▶ Page text
········
Polyphosphoinositides are enriched in DIMs. A, Specificity of the antibody to PtdIns(4,5)P₂ tested by dot blot and immunodetection. Each lipid solution was dried, and lipids were resuspended in 50 μL of TBS-T, sonicated for 5 min, and plotted on a PVDF membrane. GluCER, Glucosylceramide. B, PtdIns(4,5)P₂ was enriched in DIMs. Five or 10 μg of PM or DIMs purified from BY-2 cells was analyzed by dot blot and immunodetection using an antibody to PtdIns(4,5)P₂.

Figure 2.

Lipid composition of PM and DIMs from tobacco leaves (A) and BY-2 cells (B). Lipids from membrane fractions were extracted with organic solvent mixture, separated by TLC, and quantified by GC as described in “Materials and Methods.” The data are expressed as means of three independent experiments ± sd. SG, Steryl glucoside; ASG, acylated steryl glucoside.

Figure 3.

Fatty acid composition of phospholipids from PM and DIMs purified from tobacco leaves and BY-2 cells. Total lipid extracts were subjected to TLC. Individual phospholipids were isolated, and fatty acids were transmethylated and analyzed by GC as described in “Materials and Methods.” To compare fatty acid compositions, bars represent mol % of total fatty acids present in each lipid and are means of three independent experiments ± sd.

Figure 4.

PtdIns(4,5)P₂ locates in membrane domains in BY-2 cell PM vesicles. A, Theoretical partitioning of gold particles in the plane of the PM. B, Transmission electron micrographs of negatively stained tobacco PM vesicles immunogold labeled on grids with antibodies to REM α130, detected by goat anti-mouse gold complex of 5 nm, and observed by electron microscopy. C and D, Transmission electron micrographs of negatively stained tobacco PM vesicles treated (D) or not (C) with mbCD and immunogold labeled on grids with antibodies to PtdIns(4,5)P₂, detected by goat anti-mouse gold complex of 5 nm, and observed by electron microscopy. Circles indicate obvious membrane domains. Statistical analyses are shown for each condition on the right (−mbCD, n = 3; +mbCD, n = 2). Bars = 100 nm.

Figure 5.

Biosynthetic pathways of signaling phospholipids. Lipid signaling molecules investigated in this study are part of a network of interdependent chemical conversions. DAGK, DAG kinase; InsP₃, inositol trisphosphate; PtdGro, phosphatidylglycerol; PAK, phosphatidic acid kinase; PIK, PtdIns kinase; PI3K, PtdIns 3-kinase; PI4K, PtdIns 4-kinase; PI5K, PtdIns 5-kinase; PIPK, PtdIns phosphate kinase.

Figure 6.

Comparison of specific enzyme activities in C-PM and PM purified from tobacco leaves (A) and BY-2 cells (B). The specific activity of each enzyme was determined in both C-PM and PM as described in “Materials and Methods.” The results are expressed as percentage gain or loss of specific activities in C-PM compared with PM. The data are means of three independent experiments ± sd and two independent experiments for DAGK in tobacco leaves and BY-2 cells and for PLD in tobacco leaves.

Figure 7.

Lipid signaling enzymes are active in DIMs. Comparison of specific enzyme activities in DIMs and C-PM purified from tobacco leaves (A) and BY-2 cells (B). The specific activity of each enzyme was determined in both DIMs and C-PM as described in “Materials and Methods.” Enzyme activities in DIMs are expressed as percentages of specific activities in C-PM. The data are means of at least three independent experiments ± sd and two independent experiments for DAGK in tobacco leaves and BY-2 cells, for PLD in tobacco leaves, and for PIPK in BY-2 cells.
········
▶ Your tasks
(a) Do these statements agree with the figure legends? (i) Lipids from the membrane fractions were quantified by GC. (ii) The immunogold labeling was detected with a gold complex of 10 nm. (iii) The DAGK activity data for tobacco leaves come from three independent experiments. Answer yes or no for each, and quote the deciding words.
(b) Rewrite the part of the figure legends starting at "Biosynthetic pathways of" and ending at "in tobacco leaves.", changing "interdependent" to "interconnected".

▶ Dataset entries
········
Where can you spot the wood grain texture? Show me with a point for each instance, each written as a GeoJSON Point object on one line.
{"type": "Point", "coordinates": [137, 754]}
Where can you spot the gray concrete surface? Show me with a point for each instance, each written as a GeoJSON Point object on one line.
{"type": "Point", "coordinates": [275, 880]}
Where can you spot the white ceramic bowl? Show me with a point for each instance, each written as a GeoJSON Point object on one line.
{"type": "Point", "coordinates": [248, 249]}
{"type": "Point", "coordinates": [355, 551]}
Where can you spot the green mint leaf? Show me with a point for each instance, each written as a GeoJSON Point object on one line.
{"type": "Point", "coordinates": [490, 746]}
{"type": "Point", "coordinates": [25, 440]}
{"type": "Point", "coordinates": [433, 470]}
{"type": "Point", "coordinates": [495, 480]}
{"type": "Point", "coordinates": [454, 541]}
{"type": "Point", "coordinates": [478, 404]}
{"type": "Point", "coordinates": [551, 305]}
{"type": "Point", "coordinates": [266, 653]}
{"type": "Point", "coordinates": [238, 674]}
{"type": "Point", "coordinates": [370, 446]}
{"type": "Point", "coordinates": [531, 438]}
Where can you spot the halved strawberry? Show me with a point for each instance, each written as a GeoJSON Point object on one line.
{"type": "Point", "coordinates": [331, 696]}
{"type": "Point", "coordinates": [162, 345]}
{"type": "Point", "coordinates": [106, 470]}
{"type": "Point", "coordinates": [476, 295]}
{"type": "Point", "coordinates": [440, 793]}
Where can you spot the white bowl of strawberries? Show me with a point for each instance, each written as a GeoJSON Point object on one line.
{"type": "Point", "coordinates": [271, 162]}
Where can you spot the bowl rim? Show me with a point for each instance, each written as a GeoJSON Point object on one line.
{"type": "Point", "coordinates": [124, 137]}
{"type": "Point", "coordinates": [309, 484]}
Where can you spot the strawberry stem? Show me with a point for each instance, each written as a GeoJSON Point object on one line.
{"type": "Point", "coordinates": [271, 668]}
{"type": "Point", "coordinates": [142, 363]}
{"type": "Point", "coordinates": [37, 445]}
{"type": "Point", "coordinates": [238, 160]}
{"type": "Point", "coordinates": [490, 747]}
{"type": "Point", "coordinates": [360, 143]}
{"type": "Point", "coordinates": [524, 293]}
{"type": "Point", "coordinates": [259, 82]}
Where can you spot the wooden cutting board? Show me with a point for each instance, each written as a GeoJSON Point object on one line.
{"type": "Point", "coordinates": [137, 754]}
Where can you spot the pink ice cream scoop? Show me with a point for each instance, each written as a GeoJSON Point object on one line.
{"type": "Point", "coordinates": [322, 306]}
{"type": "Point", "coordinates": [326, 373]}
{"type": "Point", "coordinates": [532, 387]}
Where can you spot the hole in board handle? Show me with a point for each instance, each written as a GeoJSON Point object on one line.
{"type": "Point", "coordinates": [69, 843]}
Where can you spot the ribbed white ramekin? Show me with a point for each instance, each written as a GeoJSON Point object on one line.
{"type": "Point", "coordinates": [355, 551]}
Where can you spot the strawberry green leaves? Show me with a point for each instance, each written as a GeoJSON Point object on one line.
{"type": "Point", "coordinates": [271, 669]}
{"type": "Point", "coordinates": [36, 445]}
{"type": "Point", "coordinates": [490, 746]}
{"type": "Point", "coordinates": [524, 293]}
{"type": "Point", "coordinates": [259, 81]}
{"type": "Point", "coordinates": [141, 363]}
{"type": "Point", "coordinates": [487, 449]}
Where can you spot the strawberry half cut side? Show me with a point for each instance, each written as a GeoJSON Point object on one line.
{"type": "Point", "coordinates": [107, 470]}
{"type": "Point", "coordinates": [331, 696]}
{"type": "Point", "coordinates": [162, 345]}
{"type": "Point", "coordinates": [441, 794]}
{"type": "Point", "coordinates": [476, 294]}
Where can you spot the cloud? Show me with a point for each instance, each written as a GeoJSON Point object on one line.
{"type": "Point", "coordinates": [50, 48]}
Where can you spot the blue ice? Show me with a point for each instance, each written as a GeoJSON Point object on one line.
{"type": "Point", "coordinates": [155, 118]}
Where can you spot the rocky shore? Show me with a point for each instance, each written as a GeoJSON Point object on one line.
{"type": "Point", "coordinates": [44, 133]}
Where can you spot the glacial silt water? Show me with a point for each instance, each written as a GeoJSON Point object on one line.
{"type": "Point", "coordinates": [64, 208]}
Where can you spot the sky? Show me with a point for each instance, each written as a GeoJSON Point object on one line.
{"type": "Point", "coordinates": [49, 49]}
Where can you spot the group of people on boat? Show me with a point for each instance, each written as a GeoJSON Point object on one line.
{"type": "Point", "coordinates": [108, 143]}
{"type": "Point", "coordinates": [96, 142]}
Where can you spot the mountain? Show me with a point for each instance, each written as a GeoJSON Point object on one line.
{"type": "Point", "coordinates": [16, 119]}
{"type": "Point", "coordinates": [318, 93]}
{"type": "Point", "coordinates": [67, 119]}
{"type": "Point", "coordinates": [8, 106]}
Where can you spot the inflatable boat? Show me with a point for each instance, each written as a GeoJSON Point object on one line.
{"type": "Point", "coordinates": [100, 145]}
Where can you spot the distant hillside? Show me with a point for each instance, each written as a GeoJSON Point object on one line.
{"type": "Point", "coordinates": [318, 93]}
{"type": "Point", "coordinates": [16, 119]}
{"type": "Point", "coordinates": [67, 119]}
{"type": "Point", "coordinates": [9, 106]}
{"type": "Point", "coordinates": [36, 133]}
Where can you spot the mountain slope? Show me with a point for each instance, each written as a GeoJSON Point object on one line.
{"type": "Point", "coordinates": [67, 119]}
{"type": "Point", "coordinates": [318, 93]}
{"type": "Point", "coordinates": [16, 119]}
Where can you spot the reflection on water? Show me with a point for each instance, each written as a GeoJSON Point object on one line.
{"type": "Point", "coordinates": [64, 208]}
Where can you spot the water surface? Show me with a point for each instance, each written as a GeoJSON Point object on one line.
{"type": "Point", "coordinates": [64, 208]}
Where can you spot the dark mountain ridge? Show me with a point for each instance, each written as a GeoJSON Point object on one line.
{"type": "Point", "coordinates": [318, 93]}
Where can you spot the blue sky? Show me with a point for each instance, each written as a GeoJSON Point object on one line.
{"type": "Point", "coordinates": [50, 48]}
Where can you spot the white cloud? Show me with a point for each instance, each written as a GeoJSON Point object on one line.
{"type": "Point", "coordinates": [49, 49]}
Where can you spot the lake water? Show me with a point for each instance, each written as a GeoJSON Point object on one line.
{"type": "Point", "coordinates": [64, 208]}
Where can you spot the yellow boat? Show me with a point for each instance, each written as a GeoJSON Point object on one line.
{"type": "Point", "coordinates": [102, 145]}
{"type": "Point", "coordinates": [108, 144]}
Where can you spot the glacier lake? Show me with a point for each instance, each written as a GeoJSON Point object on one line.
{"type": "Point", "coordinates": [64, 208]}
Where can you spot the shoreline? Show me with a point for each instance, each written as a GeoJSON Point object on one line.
········
▶ Answers below
(a)
(i) Yes: "quantified by GC"
(ii) No: "detected by goat anti-mouse gold complex of 5 nm"
(iii) No: "two independent experiments for DAGK in tobacco leaves and BY-2 cells"

(b)
Biosynthetic pathways of signaling phospholipids. Lipid signaling molecules investigated in this study are part of a network of interconnected chemical conversions. DAGK, DAG kinase; InsP₃, inositol trisphosphate; PtdGro, phosphatidylglycerol; PAK, phosphatidic acid kinase; PIK, PtdIns kinase; PI3K, PtdIns 3-kinase; PI4K, PtdIns 4-kinase; PI5K, PtdIns 5-kinase; PIPK, PtdIns phosphate kinase.

Figure 6.

Comparison of specific enzyme activities in C-PM and PM purified from tobacco leaves (A) and BY-2 cells (B). The specific activity of each enzyme was determined in both C-PM and PM as described in “Materials and Methods.” The results are expressed as percentage gain or loss of specific activities in C-PM compared with PM. The data are means of three independent experiments ± sd and two independent experiments for DAGK in tobacco leaves and BY-2 cells and for PLD in tobacco leaves.